→ **OBJECTIVE**:
Transcribe the passage of the sales terms below, starting at "8.2. Delivery by" and ending at "of the Seller.".

→ **EXTRACT PROVIDED**:
##########

7.2. Finished Products are dispatched clean and washed from industrial waste. The Buyer / End User should clean them completely according to the particular technological process requirements.

7.3. All the technical requirements should be given to the Seller’s disposal before
offer preparation. Changing and adding new technical requirements after the offer
was sent will make it invalid and the Seller is in his right to make a new offer or to deny further offering.

7.4. All the technical requirements for Product acceptance should be given to the Seller before Order confirmation or signing a Contract. If the Buyer stipulates different or new technical requirements afterwards the Seller is in his right to commit the order under prior negotiated conditions, or renegotiate the order, or deny the order and terminate the Contract (see division 13).

7.5. For each Product, the Seller issues accompanying documentation in accordance with the European Directives. If the Product does not fall under the scope of any European Directive, the Seller should issue the following documentation: Passport and Manual for Installation and Operation, Warranty Card and Declaration of Conformity.

8. Delivery terms

8.1. The actual delivery terms will be specified in the Order confirmation or the Contract. All the delivery terms mentioned in any other of the Related documents should be considered not binding until the deposit was received.

8.2. Delivery by lots is allowed.

8.3. Delivery term might be postponed if the Seller informs the Buyer before it was expired and on condition that delay reasons were through no fault of the Seller.

8.4. Delivery terms should be re-negotiated in case the clauses 4.3 and 5.3 are not fulfilled.

##########

[Pointing lines for named objects]
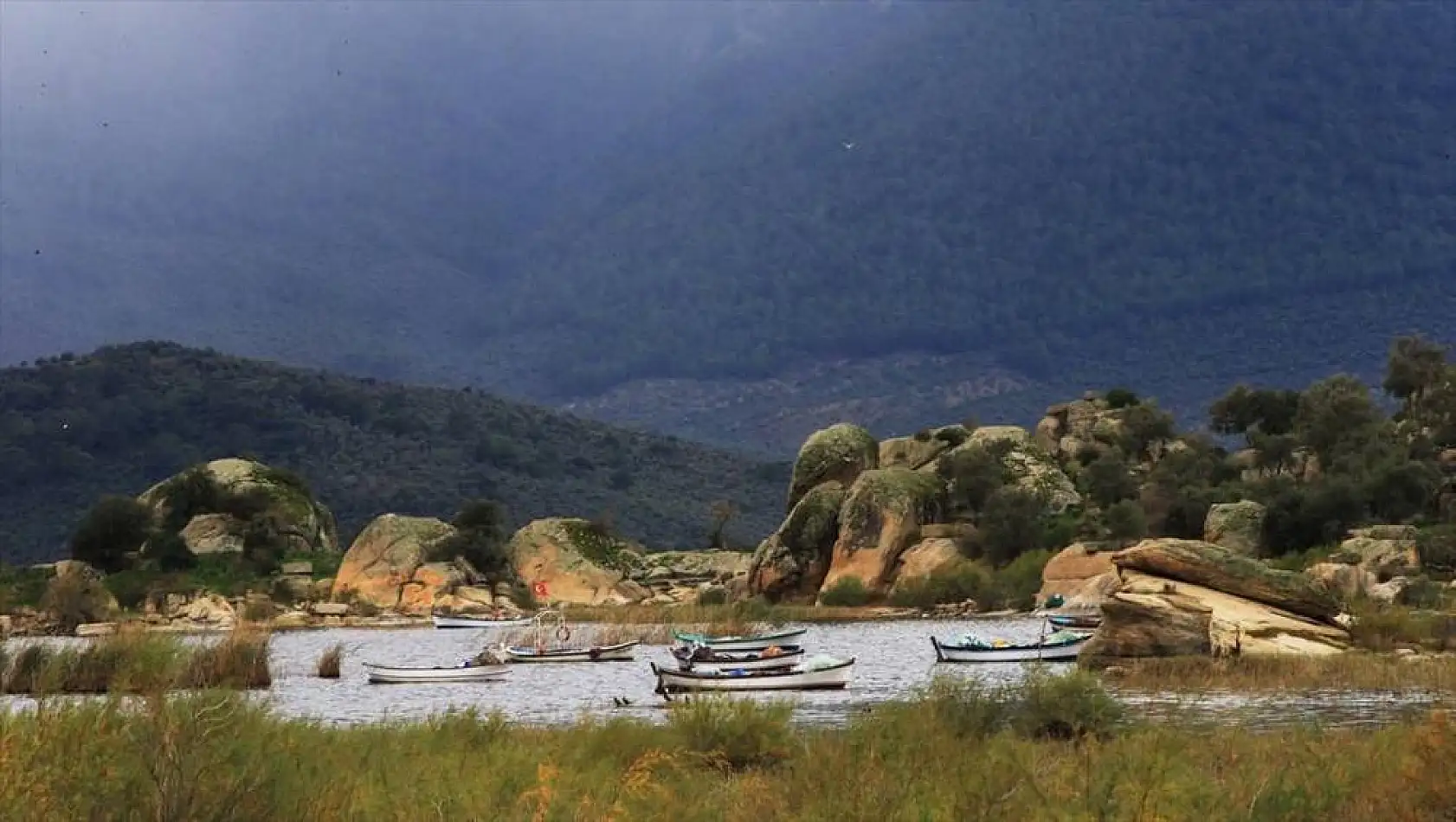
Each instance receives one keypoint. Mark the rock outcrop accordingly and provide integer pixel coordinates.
(1216, 568)
(911, 452)
(791, 563)
(1236, 525)
(577, 562)
(1383, 550)
(837, 453)
(1184, 597)
(881, 518)
(1080, 574)
(226, 497)
(384, 557)
(1344, 581)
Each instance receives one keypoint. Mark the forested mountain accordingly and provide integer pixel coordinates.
(744, 223)
(128, 416)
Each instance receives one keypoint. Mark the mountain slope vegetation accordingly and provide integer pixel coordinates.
(124, 418)
(1048, 196)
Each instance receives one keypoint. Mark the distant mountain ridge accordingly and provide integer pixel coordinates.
(124, 418)
(890, 215)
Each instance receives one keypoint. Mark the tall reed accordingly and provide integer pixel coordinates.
(139, 662)
(957, 753)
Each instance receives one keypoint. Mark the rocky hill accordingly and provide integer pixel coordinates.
(928, 518)
(126, 418)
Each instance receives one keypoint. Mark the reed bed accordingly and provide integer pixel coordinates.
(134, 662)
(1050, 751)
(331, 662)
(1343, 671)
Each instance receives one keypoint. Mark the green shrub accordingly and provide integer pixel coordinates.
(1437, 549)
(734, 734)
(113, 529)
(1065, 706)
(957, 584)
(21, 587)
(128, 587)
(1126, 521)
(847, 593)
(1016, 585)
(1423, 593)
(73, 598)
(1121, 399)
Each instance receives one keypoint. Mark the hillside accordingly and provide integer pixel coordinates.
(744, 228)
(124, 418)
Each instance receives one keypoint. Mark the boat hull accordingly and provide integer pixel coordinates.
(741, 662)
(743, 644)
(474, 623)
(1075, 620)
(621, 652)
(396, 676)
(794, 680)
(1063, 652)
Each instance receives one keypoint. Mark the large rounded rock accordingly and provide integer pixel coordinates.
(384, 557)
(1385, 550)
(881, 518)
(911, 452)
(926, 559)
(791, 562)
(215, 534)
(576, 561)
(1079, 574)
(430, 587)
(837, 453)
(222, 491)
(1236, 525)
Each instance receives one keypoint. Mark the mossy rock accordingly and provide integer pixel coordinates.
(286, 499)
(792, 561)
(837, 453)
(892, 491)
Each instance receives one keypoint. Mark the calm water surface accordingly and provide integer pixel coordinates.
(892, 659)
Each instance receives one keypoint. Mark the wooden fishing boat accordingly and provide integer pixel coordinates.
(621, 652)
(807, 677)
(1052, 648)
(395, 674)
(478, 623)
(1075, 620)
(695, 659)
(738, 644)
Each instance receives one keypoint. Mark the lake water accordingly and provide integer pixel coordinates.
(892, 659)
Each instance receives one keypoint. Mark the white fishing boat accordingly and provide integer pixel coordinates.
(478, 623)
(811, 676)
(1052, 648)
(621, 652)
(738, 644)
(705, 659)
(395, 674)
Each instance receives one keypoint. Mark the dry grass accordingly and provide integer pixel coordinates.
(329, 662)
(139, 662)
(950, 754)
(1344, 671)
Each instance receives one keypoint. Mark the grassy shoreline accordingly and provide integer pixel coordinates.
(1054, 748)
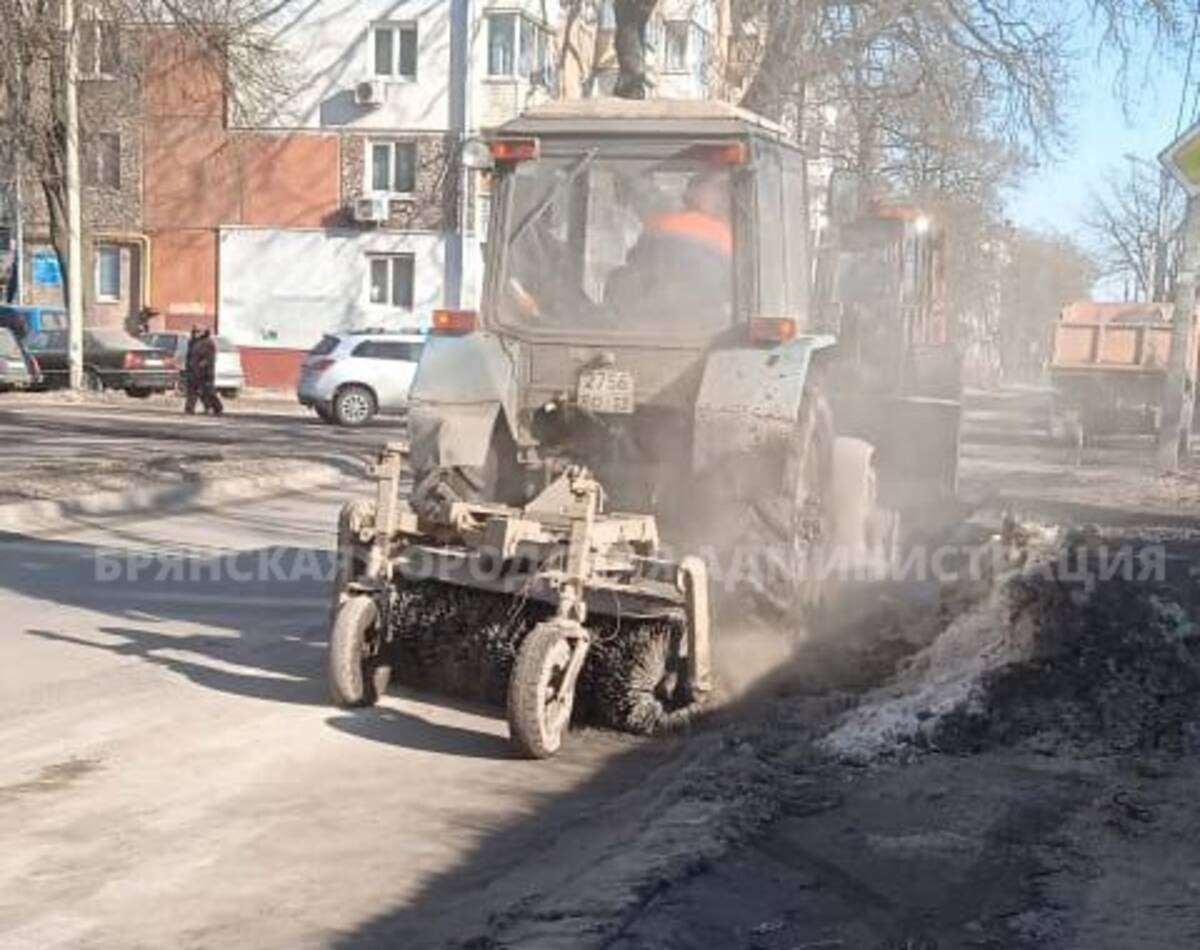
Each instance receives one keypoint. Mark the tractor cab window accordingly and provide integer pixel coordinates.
(619, 245)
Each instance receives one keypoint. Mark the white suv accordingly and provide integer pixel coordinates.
(349, 377)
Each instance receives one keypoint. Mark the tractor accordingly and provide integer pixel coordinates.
(634, 440)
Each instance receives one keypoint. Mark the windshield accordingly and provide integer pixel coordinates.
(619, 245)
(112, 338)
(46, 341)
(9, 346)
(161, 341)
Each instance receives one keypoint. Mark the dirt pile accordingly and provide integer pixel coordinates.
(1083, 643)
(1115, 667)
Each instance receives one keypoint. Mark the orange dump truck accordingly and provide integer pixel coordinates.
(1109, 365)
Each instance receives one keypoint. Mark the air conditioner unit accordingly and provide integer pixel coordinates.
(369, 92)
(371, 210)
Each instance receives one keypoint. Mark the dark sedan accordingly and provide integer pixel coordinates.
(112, 359)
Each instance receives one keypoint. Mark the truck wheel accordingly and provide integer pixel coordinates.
(358, 671)
(354, 406)
(540, 692)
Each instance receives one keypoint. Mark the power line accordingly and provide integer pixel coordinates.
(1187, 74)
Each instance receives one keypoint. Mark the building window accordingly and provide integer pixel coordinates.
(108, 272)
(519, 47)
(675, 46)
(483, 215)
(391, 280)
(394, 49)
(100, 49)
(102, 161)
(391, 168)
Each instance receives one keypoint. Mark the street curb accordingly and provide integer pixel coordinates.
(165, 498)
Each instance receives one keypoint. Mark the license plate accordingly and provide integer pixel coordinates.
(606, 391)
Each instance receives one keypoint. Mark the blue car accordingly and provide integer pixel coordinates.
(24, 319)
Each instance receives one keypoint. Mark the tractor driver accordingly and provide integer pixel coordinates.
(681, 268)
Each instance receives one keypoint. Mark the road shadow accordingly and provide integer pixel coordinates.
(262, 617)
(396, 727)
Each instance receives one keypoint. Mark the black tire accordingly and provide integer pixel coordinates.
(93, 382)
(358, 669)
(539, 714)
(354, 406)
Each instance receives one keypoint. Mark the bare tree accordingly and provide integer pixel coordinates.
(1133, 227)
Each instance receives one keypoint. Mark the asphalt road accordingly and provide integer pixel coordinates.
(172, 774)
(46, 430)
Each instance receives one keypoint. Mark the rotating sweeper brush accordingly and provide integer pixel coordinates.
(552, 608)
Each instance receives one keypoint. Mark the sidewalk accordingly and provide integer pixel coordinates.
(52, 494)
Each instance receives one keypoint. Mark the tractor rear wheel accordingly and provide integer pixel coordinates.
(541, 691)
(358, 667)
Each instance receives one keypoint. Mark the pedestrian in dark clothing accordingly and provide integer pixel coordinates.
(202, 367)
(191, 377)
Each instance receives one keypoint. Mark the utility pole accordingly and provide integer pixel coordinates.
(1180, 386)
(18, 214)
(75, 214)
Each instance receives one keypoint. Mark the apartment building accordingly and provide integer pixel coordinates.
(114, 268)
(339, 203)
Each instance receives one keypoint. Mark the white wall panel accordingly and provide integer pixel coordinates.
(285, 288)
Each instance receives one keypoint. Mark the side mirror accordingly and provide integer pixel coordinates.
(477, 155)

##########

→ **RESULT OF THE EXERCISE**:
8.2. Delivery by lots is allowed.

8.3. Delivery term might be postponed if the Seller informs the Buyer before it was expired and on condition that delay reasons were through no fault of the Seller.